***** Material for the task *****
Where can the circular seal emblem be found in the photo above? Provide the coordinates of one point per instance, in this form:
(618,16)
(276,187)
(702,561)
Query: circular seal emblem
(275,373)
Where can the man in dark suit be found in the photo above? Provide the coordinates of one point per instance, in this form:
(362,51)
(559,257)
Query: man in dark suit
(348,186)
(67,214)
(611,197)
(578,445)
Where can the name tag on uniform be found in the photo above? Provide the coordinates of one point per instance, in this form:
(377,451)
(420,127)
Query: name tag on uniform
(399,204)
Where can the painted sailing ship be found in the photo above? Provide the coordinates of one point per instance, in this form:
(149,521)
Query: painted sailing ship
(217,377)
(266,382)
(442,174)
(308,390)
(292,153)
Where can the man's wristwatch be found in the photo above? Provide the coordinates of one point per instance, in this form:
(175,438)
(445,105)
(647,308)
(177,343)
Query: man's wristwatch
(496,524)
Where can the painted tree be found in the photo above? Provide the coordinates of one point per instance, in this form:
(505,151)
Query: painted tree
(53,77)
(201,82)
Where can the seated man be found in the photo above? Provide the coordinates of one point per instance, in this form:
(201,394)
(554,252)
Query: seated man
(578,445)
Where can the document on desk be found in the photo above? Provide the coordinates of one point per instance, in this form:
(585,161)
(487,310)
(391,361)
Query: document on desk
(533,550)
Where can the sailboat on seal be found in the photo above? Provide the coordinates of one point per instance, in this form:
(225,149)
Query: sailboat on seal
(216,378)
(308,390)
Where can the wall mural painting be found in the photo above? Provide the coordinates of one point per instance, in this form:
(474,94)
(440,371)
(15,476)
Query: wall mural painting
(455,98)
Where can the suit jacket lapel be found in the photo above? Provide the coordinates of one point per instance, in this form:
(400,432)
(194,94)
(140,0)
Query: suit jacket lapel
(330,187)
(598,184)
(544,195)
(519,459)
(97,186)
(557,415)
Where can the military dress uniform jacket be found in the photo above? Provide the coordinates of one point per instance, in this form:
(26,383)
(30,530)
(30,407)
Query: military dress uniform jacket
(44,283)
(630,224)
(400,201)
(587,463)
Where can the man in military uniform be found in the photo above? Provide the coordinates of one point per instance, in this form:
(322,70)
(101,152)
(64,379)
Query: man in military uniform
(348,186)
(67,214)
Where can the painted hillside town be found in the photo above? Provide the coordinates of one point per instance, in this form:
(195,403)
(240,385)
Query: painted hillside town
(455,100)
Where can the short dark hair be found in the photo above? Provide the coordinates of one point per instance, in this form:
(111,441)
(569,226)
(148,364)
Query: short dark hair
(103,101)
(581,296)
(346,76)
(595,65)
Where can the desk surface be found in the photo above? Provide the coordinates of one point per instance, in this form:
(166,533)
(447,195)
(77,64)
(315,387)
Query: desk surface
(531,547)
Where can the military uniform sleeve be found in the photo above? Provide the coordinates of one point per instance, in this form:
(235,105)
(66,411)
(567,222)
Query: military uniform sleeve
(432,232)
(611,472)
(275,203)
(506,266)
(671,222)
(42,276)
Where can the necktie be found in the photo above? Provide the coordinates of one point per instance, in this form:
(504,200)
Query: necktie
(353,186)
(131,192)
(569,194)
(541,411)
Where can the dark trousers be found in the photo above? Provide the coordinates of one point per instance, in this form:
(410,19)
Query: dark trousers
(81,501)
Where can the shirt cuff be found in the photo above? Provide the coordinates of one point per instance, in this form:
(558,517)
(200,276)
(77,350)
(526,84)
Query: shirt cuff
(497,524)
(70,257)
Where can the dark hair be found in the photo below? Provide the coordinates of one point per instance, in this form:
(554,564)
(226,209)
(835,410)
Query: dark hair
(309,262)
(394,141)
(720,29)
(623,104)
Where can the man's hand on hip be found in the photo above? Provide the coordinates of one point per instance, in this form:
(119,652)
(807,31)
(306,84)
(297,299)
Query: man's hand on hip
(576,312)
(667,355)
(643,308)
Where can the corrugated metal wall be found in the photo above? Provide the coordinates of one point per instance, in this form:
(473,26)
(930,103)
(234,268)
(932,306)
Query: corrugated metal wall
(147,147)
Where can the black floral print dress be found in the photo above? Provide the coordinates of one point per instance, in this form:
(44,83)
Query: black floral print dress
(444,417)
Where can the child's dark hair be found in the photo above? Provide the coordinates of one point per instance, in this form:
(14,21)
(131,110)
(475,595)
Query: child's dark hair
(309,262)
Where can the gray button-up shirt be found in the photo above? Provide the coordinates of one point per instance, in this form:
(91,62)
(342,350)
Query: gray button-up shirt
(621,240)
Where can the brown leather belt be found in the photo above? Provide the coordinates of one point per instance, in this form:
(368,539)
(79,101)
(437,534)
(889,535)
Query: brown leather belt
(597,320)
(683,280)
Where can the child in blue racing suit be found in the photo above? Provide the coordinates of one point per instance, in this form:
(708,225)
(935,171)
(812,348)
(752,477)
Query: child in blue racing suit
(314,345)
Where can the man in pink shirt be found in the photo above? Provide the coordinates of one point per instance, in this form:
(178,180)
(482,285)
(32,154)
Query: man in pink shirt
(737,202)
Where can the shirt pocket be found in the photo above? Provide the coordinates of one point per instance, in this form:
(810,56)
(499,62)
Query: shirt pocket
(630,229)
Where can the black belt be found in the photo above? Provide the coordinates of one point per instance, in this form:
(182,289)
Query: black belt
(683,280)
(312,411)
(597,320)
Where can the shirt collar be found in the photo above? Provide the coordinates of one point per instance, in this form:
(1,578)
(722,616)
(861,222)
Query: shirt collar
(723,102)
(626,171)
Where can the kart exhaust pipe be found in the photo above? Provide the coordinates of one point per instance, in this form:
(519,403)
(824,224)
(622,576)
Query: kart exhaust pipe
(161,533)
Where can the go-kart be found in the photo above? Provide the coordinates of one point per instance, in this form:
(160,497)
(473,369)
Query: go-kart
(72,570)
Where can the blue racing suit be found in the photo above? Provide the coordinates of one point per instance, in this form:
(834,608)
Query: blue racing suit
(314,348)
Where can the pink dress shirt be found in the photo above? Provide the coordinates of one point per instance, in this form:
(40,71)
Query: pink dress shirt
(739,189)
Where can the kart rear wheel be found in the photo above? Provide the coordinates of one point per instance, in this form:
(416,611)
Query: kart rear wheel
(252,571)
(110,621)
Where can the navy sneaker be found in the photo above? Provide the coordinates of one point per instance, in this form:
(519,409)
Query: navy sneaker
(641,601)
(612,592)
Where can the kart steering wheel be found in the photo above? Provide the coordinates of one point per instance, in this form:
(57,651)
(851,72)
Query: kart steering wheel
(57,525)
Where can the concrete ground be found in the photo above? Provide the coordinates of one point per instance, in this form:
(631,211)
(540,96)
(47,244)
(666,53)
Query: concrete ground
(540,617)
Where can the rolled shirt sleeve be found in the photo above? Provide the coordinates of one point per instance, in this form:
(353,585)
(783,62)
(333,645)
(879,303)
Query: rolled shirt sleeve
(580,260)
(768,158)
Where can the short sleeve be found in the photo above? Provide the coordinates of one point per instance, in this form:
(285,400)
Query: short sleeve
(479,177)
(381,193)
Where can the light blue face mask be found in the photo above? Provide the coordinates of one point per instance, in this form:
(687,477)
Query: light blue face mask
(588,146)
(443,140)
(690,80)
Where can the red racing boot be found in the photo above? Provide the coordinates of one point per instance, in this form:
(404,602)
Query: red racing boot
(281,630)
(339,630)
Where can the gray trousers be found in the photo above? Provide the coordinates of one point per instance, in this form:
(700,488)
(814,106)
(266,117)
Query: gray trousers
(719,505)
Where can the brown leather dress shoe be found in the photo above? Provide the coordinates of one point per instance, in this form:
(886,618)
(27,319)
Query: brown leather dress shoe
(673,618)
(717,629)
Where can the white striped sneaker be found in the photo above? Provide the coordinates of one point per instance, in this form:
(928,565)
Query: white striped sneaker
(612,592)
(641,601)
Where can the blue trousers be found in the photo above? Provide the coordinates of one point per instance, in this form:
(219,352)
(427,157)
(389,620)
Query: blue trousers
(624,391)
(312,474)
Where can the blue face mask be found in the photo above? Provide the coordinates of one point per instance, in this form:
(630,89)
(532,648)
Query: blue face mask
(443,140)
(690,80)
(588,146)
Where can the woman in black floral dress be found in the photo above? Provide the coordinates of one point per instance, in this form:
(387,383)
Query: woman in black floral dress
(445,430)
*****
***** Material for the task *****
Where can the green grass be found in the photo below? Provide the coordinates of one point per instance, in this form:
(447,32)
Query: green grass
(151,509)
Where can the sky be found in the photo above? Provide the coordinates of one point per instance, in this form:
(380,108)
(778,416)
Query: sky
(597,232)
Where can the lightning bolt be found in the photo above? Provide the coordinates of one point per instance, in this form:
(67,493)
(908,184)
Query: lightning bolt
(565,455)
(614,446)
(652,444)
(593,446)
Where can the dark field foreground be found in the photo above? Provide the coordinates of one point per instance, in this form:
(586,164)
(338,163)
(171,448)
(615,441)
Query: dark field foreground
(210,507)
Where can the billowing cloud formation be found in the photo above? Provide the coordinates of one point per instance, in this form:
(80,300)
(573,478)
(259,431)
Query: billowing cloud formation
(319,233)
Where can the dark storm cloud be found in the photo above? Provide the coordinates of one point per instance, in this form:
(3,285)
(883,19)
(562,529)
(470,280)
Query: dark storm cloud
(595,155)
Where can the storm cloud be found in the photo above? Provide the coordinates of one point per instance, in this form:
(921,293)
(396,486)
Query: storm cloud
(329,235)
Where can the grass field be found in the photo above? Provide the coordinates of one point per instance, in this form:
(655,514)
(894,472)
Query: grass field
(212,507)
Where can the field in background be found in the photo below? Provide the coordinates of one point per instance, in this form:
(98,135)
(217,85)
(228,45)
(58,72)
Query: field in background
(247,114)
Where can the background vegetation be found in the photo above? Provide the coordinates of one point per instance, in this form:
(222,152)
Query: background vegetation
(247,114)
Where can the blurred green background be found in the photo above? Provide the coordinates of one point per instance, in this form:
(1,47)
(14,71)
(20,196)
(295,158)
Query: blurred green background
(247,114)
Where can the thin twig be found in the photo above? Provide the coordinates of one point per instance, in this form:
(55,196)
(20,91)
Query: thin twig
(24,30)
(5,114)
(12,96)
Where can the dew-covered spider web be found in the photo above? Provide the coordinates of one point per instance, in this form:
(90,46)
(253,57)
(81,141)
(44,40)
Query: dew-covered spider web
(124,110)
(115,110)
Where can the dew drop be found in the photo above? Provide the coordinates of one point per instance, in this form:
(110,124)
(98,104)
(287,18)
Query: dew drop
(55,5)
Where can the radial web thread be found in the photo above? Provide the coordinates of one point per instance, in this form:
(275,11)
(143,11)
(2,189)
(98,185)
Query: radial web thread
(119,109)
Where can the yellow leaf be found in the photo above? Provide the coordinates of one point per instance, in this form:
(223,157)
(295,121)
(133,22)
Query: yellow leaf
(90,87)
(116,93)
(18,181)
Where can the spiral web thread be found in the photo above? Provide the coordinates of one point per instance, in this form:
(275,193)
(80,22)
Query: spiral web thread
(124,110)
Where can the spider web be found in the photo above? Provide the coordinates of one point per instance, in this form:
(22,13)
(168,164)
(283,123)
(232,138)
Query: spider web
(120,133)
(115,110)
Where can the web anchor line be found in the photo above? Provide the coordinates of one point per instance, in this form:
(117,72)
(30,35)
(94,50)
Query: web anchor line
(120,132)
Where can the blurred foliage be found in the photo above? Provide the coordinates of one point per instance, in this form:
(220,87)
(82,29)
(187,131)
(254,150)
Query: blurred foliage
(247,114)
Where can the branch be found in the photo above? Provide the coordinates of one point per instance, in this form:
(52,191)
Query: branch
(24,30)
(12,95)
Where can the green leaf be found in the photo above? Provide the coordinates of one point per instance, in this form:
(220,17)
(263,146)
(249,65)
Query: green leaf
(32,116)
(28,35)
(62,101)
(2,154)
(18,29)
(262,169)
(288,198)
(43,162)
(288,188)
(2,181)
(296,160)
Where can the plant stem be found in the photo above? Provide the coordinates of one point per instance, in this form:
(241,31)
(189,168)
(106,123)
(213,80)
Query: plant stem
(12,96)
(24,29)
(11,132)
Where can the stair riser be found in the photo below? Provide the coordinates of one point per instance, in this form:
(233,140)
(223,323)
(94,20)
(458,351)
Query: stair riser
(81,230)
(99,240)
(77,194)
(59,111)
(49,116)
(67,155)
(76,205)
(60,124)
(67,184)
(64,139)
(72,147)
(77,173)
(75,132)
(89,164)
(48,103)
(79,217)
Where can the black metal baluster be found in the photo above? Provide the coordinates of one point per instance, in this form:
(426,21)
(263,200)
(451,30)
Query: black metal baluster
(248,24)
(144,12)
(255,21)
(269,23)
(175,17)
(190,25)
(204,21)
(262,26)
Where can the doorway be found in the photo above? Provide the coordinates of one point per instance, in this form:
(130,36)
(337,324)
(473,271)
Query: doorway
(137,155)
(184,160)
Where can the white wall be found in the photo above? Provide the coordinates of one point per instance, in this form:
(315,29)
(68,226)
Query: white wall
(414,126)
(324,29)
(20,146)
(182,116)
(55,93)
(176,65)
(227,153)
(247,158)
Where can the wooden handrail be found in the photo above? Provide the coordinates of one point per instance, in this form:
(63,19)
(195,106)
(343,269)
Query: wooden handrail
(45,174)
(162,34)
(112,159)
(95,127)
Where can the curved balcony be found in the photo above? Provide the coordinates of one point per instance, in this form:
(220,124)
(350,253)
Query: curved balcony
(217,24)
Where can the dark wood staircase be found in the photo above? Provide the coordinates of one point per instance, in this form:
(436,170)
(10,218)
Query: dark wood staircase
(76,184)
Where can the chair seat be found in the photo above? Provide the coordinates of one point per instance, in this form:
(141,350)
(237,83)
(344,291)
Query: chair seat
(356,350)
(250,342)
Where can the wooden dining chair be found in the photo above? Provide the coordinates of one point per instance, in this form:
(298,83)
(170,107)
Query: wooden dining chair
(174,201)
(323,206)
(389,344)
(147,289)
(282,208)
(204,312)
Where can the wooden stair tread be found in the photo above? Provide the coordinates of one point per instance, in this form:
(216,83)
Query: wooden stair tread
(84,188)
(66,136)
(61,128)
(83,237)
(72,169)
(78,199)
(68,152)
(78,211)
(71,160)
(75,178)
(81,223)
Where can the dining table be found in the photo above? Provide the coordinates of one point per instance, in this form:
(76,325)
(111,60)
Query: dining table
*****
- **Exercise goal**
How many lines of the items above contain the word "shoe"? Give the number and nothing else.

- **Task result**
2